▶ **Records for the exercise**
----
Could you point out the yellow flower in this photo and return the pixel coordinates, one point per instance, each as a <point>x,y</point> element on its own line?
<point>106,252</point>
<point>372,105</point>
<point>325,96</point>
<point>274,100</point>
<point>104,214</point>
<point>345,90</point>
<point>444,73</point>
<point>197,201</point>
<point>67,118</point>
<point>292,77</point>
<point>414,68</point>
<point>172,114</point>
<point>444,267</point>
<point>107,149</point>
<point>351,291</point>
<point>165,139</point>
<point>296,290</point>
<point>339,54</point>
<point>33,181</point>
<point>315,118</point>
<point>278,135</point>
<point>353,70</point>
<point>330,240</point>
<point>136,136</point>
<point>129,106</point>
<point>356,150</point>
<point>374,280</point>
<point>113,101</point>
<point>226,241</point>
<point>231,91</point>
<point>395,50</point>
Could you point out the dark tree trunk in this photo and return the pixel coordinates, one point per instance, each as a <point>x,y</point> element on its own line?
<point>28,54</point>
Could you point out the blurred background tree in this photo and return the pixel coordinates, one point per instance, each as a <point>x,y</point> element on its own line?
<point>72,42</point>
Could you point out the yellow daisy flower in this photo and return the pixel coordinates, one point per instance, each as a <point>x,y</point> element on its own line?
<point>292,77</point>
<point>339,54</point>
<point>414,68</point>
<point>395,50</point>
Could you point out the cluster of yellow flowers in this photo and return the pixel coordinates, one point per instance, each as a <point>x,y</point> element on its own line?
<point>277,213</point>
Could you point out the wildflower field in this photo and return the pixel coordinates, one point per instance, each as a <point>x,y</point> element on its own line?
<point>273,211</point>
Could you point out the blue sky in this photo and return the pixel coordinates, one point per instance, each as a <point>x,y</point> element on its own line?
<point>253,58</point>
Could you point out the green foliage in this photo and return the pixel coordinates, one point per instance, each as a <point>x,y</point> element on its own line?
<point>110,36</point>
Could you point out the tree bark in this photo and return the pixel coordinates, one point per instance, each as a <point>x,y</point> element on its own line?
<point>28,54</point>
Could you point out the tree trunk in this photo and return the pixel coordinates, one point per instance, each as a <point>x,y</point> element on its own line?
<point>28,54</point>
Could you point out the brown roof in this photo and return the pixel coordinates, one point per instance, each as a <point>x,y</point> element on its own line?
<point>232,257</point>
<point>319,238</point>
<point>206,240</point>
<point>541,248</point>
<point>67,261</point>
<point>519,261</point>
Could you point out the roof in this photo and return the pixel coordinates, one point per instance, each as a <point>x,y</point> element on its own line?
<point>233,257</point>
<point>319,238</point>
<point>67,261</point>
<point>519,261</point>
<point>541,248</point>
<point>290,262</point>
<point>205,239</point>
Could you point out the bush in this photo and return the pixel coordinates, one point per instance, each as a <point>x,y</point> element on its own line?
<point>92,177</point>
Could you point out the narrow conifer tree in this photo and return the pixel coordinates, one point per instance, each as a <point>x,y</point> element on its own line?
----
▶ **Exercise prompt**
Repeat exactly, and only, the lines from the one containing "Could you point out the brown" through the end of the material.

▶ **Worked solution**
Could you point out the brown roof in this photo and return the pixel coordinates, one point per instance, each as a <point>x,y</point> element on its own line?
<point>232,257</point>
<point>319,238</point>
<point>206,240</point>
<point>541,248</point>
<point>67,261</point>
<point>519,261</point>
Could you point out the roof in this photo and return the pixel coordinates, one point per instance, each as a <point>x,y</point> element on its own line?
<point>233,257</point>
<point>319,238</point>
<point>67,261</point>
<point>519,261</point>
<point>541,248</point>
<point>290,262</point>
<point>205,239</point>
Could you point out the bush in this photo and return the pixel coordinates, one point per instance, each as a <point>x,y</point> element on its own line?
<point>92,177</point>
Could you point out the narrow conifer tree in this photo and return the pixel coordinates, one point per instance, each as a <point>x,y</point> element on its own line?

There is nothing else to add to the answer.